:: Material supplied ::
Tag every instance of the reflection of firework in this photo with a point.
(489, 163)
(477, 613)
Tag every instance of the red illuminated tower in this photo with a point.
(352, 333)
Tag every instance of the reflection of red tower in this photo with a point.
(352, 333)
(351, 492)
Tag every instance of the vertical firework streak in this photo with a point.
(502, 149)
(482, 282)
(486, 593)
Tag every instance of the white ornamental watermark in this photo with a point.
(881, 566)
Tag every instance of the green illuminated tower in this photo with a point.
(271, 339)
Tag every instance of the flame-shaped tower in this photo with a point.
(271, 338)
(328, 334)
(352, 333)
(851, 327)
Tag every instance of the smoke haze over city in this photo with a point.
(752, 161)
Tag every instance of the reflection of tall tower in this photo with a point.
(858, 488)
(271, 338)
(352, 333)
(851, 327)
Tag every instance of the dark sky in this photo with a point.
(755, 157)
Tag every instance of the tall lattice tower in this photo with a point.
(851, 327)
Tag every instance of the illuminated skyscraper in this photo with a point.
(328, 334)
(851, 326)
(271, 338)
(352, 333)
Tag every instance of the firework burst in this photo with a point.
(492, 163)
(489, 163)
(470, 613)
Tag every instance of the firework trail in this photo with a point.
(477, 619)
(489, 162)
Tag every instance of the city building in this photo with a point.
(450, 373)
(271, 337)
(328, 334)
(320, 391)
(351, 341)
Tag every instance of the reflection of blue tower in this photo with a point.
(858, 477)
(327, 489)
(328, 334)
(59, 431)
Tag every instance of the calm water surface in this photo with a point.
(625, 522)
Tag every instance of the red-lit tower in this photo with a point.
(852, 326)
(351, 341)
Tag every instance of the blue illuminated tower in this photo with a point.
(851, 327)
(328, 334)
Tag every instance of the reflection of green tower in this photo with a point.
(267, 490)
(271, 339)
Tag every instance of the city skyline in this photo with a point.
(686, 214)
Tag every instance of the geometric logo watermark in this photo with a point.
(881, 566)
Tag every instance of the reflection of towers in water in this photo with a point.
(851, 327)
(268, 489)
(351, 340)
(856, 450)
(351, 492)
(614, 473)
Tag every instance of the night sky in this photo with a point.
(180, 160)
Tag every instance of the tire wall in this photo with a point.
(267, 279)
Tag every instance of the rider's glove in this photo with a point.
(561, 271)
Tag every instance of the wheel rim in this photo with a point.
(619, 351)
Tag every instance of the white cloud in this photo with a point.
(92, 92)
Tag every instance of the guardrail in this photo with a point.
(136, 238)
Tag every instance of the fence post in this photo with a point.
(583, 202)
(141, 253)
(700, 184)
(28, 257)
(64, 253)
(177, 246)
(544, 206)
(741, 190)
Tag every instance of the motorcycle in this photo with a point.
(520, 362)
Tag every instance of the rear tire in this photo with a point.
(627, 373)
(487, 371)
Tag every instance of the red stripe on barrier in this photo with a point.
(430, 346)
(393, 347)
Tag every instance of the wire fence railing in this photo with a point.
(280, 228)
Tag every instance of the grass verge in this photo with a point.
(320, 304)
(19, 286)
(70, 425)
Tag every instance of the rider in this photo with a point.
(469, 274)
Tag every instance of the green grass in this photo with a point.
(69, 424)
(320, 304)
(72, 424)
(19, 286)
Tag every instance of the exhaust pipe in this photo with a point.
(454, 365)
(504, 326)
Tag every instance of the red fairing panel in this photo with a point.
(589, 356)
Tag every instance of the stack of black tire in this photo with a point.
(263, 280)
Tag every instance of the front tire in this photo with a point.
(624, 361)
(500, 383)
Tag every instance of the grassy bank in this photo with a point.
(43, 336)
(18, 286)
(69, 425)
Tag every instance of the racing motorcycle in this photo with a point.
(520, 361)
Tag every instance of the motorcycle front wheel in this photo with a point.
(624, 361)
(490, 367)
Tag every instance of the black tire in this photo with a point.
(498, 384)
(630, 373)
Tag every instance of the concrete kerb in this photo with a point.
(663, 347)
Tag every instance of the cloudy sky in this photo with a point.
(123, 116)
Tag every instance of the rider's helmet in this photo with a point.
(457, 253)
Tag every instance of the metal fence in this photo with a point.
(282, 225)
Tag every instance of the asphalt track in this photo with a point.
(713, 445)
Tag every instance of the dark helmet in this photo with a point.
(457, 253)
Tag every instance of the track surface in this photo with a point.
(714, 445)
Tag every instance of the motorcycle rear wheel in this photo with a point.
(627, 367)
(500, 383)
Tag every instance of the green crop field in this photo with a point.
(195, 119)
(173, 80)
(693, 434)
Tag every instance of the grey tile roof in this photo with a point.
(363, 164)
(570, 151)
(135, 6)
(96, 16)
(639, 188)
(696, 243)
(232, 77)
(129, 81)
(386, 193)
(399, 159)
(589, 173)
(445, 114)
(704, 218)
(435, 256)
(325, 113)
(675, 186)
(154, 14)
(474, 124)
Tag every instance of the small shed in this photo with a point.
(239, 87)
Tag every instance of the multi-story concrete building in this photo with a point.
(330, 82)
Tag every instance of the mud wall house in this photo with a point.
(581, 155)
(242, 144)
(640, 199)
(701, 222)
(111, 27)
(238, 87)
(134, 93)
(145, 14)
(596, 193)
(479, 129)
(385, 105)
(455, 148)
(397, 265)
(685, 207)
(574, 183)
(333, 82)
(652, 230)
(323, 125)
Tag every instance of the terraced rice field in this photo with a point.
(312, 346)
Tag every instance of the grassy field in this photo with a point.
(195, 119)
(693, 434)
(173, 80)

:: Task description ::
Once you have read the records above, write them out again exactly.

:: Output for this exercise ::
Tag every instance of the reflection of firework in this photo with a point.
(489, 163)
(477, 613)
Tag every instance of the red illuminated tower in this photo with a point.
(352, 333)
Tag every instance of the reflection of red tower in this photo with a point.
(352, 333)
(351, 492)
Tag every instance of the vertical firework streak in this photo with a point.
(502, 149)
(482, 282)
(486, 593)
Tag every instance of the white ornamental watermark in this photo with a point.
(881, 566)
Tag every instance of the green illuminated tower in this photo with a point.
(271, 339)
Tag every instance of the flame-shaped tower in this photo with a point.
(271, 338)
(328, 334)
(352, 333)
(851, 327)
Tag every instance of the smoke haze over city in this photo with a point.
(752, 161)
Tag every instance of the reflection of tall tower in this photo with a point.
(858, 488)
(271, 338)
(352, 333)
(851, 327)
Tag every instance of the dark sky in this photo with a point.
(755, 157)
Tag every instance of the tall lattice tower in this photo with a point.
(851, 327)
Tag every instance of the illuminated skyscraper in this photo with a point.
(328, 334)
(851, 326)
(271, 338)
(352, 333)
Tag every instance of the firework burst in this photo with a point.
(492, 163)
(489, 163)
(470, 613)
Tag every instance of the firework trail in this photo with a point.
(477, 619)
(489, 162)
Tag every instance of the city building in this photo with a point.
(450, 373)
(271, 337)
(328, 334)
(320, 391)
(351, 341)
Tag every instance of the reflection of blue tower in this photo with a point.
(858, 477)
(327, 489)
(328, 334)
(59, 431)
Tag every instance of the calm water surface in this photo with a point.
(625, 522)
Tag every instance of the red-lit tower in this photo with a point.
(852, 326)
(351, 341)
Tag every instance of the blue illuminated tower in this photo with a point.
(851, 327)
(328, 334)
Tag every instance of the reflection of green tower in this photo with a point.
(267, 490)
(271, 339)
Tag every instance of the city skyline in this photo with a point.
(686, 214)
Tag every instance of the geometric logo watermark in this photo with a point.
(881, 566)
Tag every instance of the reflection of towers in water in this photo with a point.
(851, 327)
(268, 489)
(351, 340)
(856, 450)
(351, 492)
(614, 473)
Tag every instance of the night sky in this photo with a point.
(180, 160)
Tag every instance of the tire wall in this photo with a point.
(267, 279)
Tag every instance of the rider's glove in this photo with a point.
(561, 271)
Tag every instance of the wheel rim in this photo with a point.
(619, 351)
Tag every instance of the white cloud in this photo with a point.
(92, 92)
Tag every instance of the guardrail in this photo with a point.
(136, 238)
Tag every instance of the fence post in this photo with a point.
(583, 202)
(141, 253)
(700, 184)
(28, 257)
(64, 253)
(177, 246)
(544, 206)
(741, 190)
Tag every instance of the motorcycle in this photo with a point.
(520, 362)
Tag every instance of the rear tire in this photo with a point.
(627, 373)
(487, 371)
Tag every instance of the red stripe on barrier in this photo with a point.
(430, 346)
(393, 347)
Tag every instance of the wire fence railing in this photo with a point.
(280, 228)
Tag every instance of the grass verge in this photo with a point.
(320, 304)
(19, 286)
(70, 425)
Tag every instance of the rider in this photo with a point.
(469, 274)
Tag every instance of the green grass in this photo with a point.
(69, 424)
(320, 304)
(72, 424)
(19, 286)
Tag every instance of the exhaust pipe in this photo with a point.
(454, 365)
(504, 326)
Tag every instance of the red fairing panel in this photo with a point.
(589, 356)
Tag every instance of the stack of black tire in this photo with a point.
(263, 280)
Tag every instance of the front tire in this photo with a point.
(624, 361)
(500, 383)
Tag every instance of the grassy bank in this photo with a point.
(43, 336)
(18, 286)
(69, 425)
Tag every instance of the racing motorcycle in this photo with a point.
(520, 361)
Tag every instance of the motorcycle front wheel in this photo with a point.
(624, 361)
(490, 367)
Tag every instance of the black tire in this photo with a point.
(498, 384)
(630, 373)
Tag every instance of the concrete kerb in this photo with a point.
(663, 347)
Tag every instance of the cloudy sky in this photo with a point.
(123, 116)
Tag every instance of the rider's helmet in this photo with a point.
(457, 253)
Tag every instance of the metal fence in this photo with a point.
(282, 225)
Tag every instance of the asphalt track in this photo with a point.
(713, 445)
Tag every instance of the dark helmet in this photo with a point.
(457, 253)
Tag every instance of the track surface in this photo with a point.
(714, 445)
Tag every instance of the motorcycle rear wheel in this photo with a point.
(627, 367)
(500, 383)
Tag every instance of the green crop field in this photo with a point.
(195, 119)
(173, 80)
(693, 434)
Tag every instance of the grey tile roof in this photo with a point.
(363, 164)
(570, 151)
(135, 6)
(96, 16)
(639, 188)
(696, 243)
(232, 77)
(129, 81)
(386, 193)
(399, 159)
(589, 173)
(445, 114)
(704, 218)
(435, 256)
(325, 113)
(675, 186)
(154, 14)
(474, 124)
Tag every instance of the small shed in this photo with a point.
(239, 87)
Tag every instance of the multi-story concrete building in this photo with a point.
(330, 82)
Tag every instance of the mud wall house in this photo with a point.
(581, 155)
(242, 144)
(640, 199)
(701, 222)
(111, 27)
(238, 87)
(134, 93)
(145, 14)
(596, 193)
(479, 129)
(385, 105)
(455, 148)
(397, 265)
(685, 207)
(574, 183)
(333, 82)
(652, 230)
(323, 125)
Tag every instance of the terraced rice field in this photo with a point.
(312, 346)
Tag every instance of the grassy field in this photo with a point.
(195, 119)
(693, 434)
(173, 80)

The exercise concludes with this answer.